Titre original : The Dirt

Origine : États-Unis

Réalisateur : Jeff Tremaine

Distribution : Douglas Booth, Daniel Webber, Machine Gun Kelly, Iwan Rheon, Leven Rambin, David Costabile, Rebekah Graf, Courtney Dietz, Tony Cavalero, Christian Gehring…

Genre : Biopic/Drame/Adaptation

Date de sortie : 22 mars 2019 (Netflix)

Le Pitch :

Los Angeles, Sunset Trip, 1981. Nikki Sixx, ancien bassiste du groupe London, fait la rencontre de Tommy Lee, un jeune batteur aussi jovial qu’incontrôlable. Rapidement, les deux musiciens recrutent le guitariste Mick Mars sur petite annonce. À la recherche d’un chanteur, ils finissent par tomber sur Vince Neil, alors frontman d’un groupe de reprises. Ensemble, ils forment Mötley Crüe, le groupe de heavy metal le plus bruyant et le plus outrancier que le monde ait connu…

La Critique de The Dirt :

Mai 2001. The Dirt, l’autobiographie de Mötley Crüe, sort en librairie aux États-Unis. Tommy Lee, Vince Neil, Nikki Sixx et Mick Mars, aidés par l’écrivain Neil Strauss, y racontent l’incroyable ascension de leur groupe au début des années 80. Mais le livre n’est pas seulement une success story. Tout y passe : la déchéance, les parties fines dans les chambres d’hôtel complètement ravagées, la drogue et les tragédies ayant émaillé l’existence de ces quatre amis lâchés sur une autoroute, sans aucune limitation de vitesse et sans ceinture de sécurité… Il a fallu 10 ans à Mötley Crüe pour parvenir à faire exister le film adapté de ces fameuses mémoires. Un projet qui a commencé à ressembler au genre d’Arlésienne que le monde de la musique enfante parfois dans le chaos. Mais comment blâmer les producteurs frileux devant un tel truc ? Parce qui si The Dirt devenait un long-métrage, il fallait absolument qu’il colle au bouquin et donc à la vie du Crüe. Il fallait qu’il aille vite, qu’il tape fort et qu’il fasse mal.

== Exercice court ==
Recopiez à l’identique, s’il vous plaît, tout ce qui va de « Origine : États-Unis » jusqu’à « mars 2019 (Netflix) » dans la critique du film The Dirt.

== Liste des données ==
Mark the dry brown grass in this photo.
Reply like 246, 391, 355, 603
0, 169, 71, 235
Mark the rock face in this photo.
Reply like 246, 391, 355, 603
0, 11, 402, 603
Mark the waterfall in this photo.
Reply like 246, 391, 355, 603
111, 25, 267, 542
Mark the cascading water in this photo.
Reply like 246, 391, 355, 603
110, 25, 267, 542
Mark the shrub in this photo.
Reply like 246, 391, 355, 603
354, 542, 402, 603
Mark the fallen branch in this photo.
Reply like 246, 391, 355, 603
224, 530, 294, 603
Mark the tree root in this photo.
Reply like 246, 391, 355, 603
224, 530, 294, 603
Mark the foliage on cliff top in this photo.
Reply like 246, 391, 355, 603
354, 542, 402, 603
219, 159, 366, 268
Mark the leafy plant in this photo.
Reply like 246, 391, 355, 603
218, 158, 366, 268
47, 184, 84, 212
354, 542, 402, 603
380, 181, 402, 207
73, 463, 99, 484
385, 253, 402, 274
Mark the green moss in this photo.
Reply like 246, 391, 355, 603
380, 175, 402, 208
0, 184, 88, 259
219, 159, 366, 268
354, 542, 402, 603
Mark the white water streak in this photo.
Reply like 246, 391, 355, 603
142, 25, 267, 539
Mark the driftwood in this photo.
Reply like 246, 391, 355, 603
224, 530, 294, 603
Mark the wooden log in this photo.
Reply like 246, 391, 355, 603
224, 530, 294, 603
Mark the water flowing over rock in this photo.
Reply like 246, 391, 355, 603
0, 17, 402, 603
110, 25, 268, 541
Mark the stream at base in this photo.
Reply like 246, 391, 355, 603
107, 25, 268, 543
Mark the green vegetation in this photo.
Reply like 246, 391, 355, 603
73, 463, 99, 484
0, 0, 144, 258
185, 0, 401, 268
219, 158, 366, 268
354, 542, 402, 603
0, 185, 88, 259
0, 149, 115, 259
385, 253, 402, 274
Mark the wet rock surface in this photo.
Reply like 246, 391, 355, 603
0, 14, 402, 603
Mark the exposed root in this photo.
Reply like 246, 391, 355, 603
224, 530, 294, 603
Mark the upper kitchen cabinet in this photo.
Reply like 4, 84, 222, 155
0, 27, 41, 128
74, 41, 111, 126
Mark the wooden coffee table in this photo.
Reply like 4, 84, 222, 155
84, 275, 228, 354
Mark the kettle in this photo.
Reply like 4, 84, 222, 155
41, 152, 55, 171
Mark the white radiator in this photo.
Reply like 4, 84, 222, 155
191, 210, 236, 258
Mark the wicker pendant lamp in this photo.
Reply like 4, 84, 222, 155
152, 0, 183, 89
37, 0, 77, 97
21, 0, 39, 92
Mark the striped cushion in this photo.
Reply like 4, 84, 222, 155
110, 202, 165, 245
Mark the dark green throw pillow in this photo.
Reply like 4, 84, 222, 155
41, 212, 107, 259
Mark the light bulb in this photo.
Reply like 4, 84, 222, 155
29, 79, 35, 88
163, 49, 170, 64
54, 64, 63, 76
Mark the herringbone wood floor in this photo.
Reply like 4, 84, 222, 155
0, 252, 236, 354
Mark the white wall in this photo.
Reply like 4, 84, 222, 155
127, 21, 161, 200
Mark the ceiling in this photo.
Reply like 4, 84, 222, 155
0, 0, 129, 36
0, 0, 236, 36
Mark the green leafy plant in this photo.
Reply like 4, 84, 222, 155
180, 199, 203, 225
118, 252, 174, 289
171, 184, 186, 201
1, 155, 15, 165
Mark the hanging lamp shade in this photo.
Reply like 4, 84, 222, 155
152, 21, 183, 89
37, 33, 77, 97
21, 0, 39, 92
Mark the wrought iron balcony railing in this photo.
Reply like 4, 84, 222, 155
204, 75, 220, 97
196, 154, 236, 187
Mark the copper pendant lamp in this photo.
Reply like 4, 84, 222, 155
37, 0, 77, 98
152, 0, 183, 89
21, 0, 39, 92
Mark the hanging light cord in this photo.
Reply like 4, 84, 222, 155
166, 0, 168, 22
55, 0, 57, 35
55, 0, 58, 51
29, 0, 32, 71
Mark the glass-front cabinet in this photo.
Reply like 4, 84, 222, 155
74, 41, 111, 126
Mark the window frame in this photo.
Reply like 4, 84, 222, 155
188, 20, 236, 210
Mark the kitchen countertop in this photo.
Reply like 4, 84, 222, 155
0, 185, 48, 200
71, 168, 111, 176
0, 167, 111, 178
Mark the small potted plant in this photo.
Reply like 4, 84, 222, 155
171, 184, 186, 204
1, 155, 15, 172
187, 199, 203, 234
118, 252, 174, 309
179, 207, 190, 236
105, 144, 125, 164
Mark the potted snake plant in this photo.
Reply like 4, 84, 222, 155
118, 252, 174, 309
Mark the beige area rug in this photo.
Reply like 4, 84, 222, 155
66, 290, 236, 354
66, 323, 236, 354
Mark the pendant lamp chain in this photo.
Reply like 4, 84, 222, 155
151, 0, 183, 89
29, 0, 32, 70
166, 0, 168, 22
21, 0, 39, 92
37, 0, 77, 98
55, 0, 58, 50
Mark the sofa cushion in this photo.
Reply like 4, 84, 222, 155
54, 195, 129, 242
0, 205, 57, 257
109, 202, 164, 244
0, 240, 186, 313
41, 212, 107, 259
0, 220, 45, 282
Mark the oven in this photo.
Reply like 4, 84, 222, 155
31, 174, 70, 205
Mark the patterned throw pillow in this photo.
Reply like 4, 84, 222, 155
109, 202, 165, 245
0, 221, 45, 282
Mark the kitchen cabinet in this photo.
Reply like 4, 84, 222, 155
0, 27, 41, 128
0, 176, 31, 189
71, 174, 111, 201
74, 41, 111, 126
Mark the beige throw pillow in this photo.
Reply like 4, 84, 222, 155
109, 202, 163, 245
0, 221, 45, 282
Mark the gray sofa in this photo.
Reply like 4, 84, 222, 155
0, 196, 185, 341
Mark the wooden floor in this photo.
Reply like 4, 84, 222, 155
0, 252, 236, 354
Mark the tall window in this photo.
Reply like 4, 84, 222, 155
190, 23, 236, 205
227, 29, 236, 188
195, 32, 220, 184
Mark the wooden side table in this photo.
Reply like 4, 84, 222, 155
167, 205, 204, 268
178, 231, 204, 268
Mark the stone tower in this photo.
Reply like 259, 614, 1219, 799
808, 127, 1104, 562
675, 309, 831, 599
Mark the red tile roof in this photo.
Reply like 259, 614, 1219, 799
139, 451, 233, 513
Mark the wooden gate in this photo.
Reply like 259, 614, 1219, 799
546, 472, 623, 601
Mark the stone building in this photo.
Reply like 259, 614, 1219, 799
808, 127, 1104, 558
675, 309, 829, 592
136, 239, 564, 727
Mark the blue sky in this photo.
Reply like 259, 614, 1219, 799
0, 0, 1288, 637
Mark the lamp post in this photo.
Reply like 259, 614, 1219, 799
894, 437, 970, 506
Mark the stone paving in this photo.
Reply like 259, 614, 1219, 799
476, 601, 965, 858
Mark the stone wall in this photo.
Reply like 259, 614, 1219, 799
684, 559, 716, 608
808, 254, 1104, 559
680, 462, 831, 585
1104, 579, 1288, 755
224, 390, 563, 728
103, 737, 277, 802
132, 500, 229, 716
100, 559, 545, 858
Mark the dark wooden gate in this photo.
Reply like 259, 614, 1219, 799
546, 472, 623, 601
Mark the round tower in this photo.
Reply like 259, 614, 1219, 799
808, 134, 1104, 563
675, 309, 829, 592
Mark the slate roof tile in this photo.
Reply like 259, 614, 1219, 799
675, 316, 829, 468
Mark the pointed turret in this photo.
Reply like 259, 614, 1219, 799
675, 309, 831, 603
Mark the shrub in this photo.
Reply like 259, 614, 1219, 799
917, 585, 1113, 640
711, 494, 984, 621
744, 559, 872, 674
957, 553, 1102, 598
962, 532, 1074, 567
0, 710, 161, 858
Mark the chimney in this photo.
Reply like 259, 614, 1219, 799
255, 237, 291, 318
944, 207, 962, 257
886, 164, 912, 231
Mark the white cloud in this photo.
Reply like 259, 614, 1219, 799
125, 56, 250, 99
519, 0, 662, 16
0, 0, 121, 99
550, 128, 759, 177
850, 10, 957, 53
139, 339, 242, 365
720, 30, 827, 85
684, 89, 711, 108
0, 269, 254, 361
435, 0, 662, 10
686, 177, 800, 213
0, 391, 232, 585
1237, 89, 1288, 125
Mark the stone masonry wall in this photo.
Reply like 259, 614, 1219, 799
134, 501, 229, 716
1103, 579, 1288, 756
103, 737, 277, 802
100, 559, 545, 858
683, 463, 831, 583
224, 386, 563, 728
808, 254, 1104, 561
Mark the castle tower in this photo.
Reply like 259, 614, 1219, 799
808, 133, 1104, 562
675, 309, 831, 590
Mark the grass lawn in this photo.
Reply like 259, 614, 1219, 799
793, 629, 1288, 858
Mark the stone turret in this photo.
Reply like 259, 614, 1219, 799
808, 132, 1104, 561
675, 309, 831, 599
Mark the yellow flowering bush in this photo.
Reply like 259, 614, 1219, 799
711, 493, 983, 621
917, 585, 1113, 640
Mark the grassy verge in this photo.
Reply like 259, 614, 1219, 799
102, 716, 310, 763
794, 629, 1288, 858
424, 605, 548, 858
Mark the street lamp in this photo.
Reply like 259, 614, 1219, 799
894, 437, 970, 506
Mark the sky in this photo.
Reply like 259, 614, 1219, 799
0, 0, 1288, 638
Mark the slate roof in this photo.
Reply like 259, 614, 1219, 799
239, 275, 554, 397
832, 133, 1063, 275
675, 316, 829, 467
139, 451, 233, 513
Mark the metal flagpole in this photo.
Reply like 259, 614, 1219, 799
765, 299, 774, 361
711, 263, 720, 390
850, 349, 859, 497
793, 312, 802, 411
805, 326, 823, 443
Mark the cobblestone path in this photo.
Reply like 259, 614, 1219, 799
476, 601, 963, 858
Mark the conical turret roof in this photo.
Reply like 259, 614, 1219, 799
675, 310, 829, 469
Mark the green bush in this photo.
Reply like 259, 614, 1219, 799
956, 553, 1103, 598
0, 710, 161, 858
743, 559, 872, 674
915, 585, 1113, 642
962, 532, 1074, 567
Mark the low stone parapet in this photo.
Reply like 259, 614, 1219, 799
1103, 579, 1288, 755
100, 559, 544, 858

== Résultat obtenu ==
Origine : États-Unis

Réalisateur : Jeff Tremaine

Distribution : Douglas Booth, Daniel Webber, Machine Gun Kelly, Iwan Rheon, Leven Rambin, David Costabile, Rebekah Graf, Courtney Dietz, Tony Cavalero, Christian Gehring…

Genre : Biopic/Drame/Adaptation

Date de sortie : 22 mars 2019 (Netflix)